begin Provided records
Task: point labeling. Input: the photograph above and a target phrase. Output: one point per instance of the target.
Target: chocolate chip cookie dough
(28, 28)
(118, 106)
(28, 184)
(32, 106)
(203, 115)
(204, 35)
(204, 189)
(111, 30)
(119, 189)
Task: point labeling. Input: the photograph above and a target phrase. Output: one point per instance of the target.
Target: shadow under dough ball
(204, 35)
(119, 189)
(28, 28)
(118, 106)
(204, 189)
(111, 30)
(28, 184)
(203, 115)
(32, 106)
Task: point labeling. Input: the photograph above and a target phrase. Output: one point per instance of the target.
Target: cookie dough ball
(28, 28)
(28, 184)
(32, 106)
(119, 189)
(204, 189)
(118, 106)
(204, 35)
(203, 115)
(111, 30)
end Provided records
begin Provided records
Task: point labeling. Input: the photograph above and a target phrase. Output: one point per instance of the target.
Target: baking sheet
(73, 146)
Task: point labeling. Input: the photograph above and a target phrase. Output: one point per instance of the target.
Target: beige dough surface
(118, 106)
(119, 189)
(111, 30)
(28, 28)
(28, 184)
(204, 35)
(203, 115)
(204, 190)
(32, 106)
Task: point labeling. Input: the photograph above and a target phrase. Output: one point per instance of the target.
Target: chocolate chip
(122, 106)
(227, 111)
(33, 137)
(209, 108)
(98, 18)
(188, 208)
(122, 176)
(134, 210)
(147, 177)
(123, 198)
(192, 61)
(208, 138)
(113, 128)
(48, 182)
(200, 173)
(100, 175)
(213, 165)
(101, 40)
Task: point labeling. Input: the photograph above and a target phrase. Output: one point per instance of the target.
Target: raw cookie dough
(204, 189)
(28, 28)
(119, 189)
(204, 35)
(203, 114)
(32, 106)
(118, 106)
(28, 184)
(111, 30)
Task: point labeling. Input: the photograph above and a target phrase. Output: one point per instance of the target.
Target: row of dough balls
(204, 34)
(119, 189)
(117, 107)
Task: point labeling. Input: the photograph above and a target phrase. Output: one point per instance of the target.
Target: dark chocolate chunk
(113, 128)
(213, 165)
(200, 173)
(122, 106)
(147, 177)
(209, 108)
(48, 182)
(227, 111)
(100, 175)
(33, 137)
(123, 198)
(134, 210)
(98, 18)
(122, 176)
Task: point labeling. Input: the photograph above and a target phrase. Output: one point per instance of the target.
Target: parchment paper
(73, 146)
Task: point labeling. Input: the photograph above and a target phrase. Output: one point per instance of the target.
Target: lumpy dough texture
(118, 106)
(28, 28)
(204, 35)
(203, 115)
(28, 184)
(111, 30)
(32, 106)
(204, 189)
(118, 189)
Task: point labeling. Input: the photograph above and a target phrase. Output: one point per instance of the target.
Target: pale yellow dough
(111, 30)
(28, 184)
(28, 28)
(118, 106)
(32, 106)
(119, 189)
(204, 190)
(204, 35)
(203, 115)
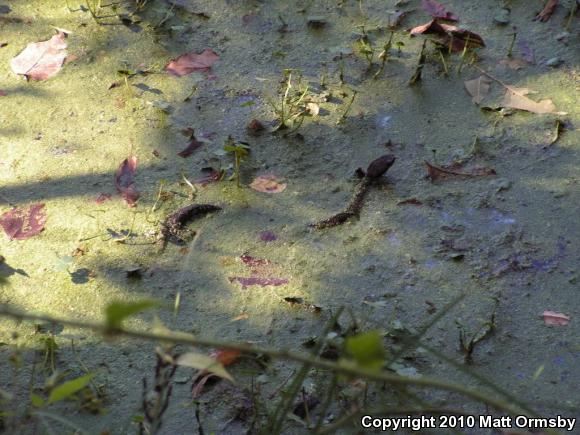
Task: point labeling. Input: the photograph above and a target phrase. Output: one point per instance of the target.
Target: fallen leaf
end Provided records
begin Provided records
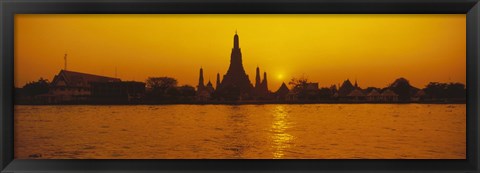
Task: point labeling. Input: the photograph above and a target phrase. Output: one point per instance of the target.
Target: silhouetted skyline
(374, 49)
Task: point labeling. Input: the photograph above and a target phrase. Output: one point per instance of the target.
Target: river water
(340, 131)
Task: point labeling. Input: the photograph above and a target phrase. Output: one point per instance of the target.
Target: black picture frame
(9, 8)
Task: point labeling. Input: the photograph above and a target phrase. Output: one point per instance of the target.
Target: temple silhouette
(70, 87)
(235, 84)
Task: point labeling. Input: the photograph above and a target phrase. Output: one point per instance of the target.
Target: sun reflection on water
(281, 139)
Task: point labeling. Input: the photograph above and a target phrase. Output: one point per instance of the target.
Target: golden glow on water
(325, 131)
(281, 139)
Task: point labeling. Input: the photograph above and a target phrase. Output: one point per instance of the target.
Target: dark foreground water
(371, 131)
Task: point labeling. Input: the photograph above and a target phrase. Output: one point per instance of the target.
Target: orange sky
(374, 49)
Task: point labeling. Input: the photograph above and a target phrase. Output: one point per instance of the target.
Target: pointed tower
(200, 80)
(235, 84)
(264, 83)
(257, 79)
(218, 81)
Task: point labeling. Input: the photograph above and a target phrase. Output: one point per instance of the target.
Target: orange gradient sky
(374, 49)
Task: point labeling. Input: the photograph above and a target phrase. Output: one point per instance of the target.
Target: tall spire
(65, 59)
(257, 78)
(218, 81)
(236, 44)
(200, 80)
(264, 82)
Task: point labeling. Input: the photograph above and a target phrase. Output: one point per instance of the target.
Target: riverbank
end Provided records
Given task
How many of the lines above contain the word "chocolate"? Reply with the number alone.

Exercise response
3